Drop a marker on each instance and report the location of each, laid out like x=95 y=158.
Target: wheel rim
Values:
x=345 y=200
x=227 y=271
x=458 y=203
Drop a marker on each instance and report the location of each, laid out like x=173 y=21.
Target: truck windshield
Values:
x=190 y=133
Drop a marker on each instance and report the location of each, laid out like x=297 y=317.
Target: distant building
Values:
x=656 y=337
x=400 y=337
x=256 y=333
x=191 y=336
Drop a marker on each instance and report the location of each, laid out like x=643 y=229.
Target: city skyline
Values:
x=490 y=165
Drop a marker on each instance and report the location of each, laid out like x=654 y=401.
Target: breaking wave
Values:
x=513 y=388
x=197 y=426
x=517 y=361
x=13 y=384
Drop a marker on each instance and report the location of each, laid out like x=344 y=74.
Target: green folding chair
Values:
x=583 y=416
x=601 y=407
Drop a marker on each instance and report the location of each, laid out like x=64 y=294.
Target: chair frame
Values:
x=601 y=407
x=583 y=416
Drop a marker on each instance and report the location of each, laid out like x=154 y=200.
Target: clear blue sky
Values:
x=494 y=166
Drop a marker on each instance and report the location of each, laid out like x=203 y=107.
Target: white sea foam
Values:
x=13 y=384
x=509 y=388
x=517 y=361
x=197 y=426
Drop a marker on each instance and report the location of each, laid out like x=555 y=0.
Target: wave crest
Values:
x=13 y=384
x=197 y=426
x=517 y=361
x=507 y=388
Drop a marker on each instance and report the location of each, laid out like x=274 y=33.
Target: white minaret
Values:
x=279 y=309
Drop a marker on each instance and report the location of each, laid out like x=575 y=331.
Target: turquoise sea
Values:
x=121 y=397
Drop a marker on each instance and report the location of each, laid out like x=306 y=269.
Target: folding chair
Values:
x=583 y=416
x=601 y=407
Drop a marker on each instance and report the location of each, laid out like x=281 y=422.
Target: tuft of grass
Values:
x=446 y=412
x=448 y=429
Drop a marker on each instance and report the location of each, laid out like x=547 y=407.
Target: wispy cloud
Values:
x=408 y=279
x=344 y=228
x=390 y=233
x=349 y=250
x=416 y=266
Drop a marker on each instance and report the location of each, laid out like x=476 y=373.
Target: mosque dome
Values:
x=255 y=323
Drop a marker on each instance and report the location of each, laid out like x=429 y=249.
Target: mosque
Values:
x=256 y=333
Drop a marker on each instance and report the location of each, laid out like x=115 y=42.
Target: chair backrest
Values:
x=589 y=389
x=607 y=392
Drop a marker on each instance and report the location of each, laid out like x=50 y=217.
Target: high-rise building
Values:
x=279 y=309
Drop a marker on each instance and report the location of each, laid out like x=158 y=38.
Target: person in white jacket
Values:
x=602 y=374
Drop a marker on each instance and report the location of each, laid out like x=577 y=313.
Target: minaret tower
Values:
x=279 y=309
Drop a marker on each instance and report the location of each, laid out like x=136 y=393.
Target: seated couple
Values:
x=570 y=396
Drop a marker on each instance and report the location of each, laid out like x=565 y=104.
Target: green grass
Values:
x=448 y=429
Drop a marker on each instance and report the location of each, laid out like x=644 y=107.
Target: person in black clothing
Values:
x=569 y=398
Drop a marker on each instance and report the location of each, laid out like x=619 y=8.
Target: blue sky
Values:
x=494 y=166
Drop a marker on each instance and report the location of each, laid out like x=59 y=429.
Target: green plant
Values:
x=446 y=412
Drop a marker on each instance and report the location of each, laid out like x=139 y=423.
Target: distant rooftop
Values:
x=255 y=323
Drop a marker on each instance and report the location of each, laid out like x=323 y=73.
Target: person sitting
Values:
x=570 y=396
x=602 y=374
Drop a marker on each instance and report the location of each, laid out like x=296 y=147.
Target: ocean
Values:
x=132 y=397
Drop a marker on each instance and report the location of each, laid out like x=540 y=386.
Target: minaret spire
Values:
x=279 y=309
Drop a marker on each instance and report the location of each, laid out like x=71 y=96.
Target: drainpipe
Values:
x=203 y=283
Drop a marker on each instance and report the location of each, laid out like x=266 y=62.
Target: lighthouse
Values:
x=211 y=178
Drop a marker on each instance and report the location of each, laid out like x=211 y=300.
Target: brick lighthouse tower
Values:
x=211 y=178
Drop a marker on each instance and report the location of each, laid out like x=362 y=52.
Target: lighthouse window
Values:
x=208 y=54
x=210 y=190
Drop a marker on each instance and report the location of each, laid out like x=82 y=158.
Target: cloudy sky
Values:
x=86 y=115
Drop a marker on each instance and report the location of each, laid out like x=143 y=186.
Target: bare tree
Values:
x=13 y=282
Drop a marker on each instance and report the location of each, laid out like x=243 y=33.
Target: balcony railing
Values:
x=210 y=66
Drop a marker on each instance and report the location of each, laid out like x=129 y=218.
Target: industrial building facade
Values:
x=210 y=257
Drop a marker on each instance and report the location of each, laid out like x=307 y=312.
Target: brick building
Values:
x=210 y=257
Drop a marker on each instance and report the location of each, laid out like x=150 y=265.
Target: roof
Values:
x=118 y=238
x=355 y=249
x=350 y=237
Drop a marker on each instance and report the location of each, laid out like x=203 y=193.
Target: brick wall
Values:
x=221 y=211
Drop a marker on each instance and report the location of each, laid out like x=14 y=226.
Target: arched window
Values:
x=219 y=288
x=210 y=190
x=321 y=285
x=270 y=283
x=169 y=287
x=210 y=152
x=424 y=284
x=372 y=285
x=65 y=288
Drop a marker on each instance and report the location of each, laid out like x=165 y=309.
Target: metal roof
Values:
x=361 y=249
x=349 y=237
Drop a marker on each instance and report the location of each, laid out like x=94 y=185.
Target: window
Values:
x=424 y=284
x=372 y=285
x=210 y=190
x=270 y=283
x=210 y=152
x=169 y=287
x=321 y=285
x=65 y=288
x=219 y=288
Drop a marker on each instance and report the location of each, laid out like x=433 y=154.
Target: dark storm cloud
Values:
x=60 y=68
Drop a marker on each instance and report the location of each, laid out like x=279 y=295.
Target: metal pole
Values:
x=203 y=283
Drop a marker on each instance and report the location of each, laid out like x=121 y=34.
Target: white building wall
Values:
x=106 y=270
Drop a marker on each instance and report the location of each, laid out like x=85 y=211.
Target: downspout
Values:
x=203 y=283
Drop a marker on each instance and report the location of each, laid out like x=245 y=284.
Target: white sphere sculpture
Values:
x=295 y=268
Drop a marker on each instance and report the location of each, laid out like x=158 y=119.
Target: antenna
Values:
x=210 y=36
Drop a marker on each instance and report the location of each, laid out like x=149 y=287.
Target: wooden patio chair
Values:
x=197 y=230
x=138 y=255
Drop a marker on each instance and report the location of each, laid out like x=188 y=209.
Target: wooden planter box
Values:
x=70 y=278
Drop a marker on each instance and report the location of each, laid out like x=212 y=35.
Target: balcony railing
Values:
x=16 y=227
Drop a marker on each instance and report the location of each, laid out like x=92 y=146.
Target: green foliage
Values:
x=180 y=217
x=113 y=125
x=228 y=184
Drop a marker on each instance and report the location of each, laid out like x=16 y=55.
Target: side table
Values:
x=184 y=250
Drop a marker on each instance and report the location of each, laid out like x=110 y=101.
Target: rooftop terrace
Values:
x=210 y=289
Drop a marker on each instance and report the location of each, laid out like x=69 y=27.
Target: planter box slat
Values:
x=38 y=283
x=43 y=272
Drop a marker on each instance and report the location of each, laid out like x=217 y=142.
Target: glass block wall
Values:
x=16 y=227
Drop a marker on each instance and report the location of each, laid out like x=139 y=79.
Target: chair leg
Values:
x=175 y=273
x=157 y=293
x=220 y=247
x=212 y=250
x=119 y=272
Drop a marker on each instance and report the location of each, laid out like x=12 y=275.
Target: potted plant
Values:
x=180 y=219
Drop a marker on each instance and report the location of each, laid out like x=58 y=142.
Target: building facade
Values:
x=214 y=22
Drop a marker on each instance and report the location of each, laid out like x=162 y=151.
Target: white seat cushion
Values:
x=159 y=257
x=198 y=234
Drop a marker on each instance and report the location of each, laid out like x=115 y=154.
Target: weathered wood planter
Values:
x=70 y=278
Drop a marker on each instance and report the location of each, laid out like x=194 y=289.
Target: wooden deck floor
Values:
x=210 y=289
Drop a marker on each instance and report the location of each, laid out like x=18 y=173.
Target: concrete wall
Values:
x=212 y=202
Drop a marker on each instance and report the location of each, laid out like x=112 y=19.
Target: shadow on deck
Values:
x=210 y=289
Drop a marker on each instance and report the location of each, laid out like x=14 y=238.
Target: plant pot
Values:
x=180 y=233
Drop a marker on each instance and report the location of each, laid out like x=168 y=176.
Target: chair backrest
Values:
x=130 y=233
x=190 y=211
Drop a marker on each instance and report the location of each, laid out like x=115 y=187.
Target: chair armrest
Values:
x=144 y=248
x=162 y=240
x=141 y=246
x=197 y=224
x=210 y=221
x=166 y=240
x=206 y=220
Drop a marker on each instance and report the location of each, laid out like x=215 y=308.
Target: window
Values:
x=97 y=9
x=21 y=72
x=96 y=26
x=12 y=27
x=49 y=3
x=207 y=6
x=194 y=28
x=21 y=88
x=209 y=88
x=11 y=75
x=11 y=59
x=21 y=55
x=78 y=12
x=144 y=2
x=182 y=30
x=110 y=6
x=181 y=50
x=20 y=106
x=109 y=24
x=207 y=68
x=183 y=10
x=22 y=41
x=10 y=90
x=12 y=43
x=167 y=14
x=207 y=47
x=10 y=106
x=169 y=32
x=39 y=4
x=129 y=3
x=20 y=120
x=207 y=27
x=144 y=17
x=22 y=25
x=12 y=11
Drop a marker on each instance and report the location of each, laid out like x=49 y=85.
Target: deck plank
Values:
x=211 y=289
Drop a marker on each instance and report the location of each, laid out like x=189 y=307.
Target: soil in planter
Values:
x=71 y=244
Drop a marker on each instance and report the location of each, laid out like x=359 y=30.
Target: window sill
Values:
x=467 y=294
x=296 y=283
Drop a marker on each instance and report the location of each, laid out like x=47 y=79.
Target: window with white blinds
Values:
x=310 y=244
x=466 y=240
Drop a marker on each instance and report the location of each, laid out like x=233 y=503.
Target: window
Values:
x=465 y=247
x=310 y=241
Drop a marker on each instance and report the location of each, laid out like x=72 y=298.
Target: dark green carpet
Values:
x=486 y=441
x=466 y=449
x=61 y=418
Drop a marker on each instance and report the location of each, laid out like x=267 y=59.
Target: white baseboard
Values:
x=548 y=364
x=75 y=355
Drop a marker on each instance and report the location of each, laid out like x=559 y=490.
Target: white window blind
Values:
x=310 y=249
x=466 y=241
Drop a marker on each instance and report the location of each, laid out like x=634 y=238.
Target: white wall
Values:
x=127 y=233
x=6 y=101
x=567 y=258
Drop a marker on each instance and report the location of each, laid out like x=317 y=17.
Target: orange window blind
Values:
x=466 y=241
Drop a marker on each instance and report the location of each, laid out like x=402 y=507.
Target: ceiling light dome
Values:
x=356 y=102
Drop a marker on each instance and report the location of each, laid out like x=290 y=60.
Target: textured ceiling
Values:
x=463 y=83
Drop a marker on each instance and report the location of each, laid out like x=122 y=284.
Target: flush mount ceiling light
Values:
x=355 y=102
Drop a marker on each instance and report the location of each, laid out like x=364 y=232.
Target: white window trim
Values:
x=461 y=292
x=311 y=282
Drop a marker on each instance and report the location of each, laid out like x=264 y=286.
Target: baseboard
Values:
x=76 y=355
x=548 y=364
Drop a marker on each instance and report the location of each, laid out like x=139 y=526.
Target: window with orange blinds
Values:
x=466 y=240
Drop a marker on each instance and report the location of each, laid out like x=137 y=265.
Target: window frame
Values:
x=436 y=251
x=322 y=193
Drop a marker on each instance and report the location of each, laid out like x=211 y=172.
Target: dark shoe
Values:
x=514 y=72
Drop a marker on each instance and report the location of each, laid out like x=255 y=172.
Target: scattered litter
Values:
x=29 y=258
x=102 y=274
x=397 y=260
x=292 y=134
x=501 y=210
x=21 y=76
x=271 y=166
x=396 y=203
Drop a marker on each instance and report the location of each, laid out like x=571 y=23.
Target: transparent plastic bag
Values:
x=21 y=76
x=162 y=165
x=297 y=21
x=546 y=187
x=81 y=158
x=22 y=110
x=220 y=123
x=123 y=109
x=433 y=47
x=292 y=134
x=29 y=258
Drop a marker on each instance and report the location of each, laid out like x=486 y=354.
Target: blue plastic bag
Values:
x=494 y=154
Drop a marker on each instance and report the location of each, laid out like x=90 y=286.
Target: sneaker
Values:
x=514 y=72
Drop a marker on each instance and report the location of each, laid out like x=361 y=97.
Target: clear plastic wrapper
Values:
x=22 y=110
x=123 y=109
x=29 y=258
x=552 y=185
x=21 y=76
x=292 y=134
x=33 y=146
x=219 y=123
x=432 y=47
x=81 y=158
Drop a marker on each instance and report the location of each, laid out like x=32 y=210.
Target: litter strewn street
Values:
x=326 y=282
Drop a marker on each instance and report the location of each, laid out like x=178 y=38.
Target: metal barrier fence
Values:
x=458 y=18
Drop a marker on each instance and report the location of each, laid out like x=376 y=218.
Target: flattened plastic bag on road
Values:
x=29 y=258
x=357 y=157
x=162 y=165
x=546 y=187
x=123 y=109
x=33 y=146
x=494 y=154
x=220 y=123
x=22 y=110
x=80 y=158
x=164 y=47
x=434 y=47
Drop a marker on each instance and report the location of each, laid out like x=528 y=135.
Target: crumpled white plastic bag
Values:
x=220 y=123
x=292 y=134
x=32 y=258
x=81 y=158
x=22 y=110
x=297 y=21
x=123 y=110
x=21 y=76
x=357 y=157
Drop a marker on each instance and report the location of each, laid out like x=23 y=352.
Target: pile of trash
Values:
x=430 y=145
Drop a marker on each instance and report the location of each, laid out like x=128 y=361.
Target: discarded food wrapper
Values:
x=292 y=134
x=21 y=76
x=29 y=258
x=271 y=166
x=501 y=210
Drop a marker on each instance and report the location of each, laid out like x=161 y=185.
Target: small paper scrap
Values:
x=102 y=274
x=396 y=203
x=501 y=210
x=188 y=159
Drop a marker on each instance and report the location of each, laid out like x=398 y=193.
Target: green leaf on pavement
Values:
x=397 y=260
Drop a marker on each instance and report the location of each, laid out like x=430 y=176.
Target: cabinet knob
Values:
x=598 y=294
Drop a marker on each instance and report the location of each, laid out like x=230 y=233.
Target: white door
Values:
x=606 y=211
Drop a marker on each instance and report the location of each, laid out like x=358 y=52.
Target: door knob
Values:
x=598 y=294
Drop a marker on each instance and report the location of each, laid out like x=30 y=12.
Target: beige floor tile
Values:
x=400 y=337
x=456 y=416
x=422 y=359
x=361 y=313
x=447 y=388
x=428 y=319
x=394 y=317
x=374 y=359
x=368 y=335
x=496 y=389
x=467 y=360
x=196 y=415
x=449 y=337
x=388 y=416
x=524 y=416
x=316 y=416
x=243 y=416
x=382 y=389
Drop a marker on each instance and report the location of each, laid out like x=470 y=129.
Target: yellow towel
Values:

◆ **What is needed**:
Please reproduce word for word the part of the material that opens with the line containing "like x=30 y=12." and runs through the end of the material.

◆ **Output for this exercise**:
Drop a marker on each instance and report the location of each, laid out like x=30 y=12.
Target: beige floor tile
Values:
x=400 y=337
x=456 y=416
x=422 y=359
x=361 y=313
x=447 y=388
x=428 y=319
x=394 y=317
x=374 y=359
x=368 y=335
x=496 y=389
x=467 y=360
x=196 y=415
x=449 y=337
x=388 y=416
x=524 y=416
x=316 y=416
x=243 y=416
x=382 y=389
Drop a marker on each instance and report the location of each, laid out like x=470 y=129.
Target: yellow towel
Values:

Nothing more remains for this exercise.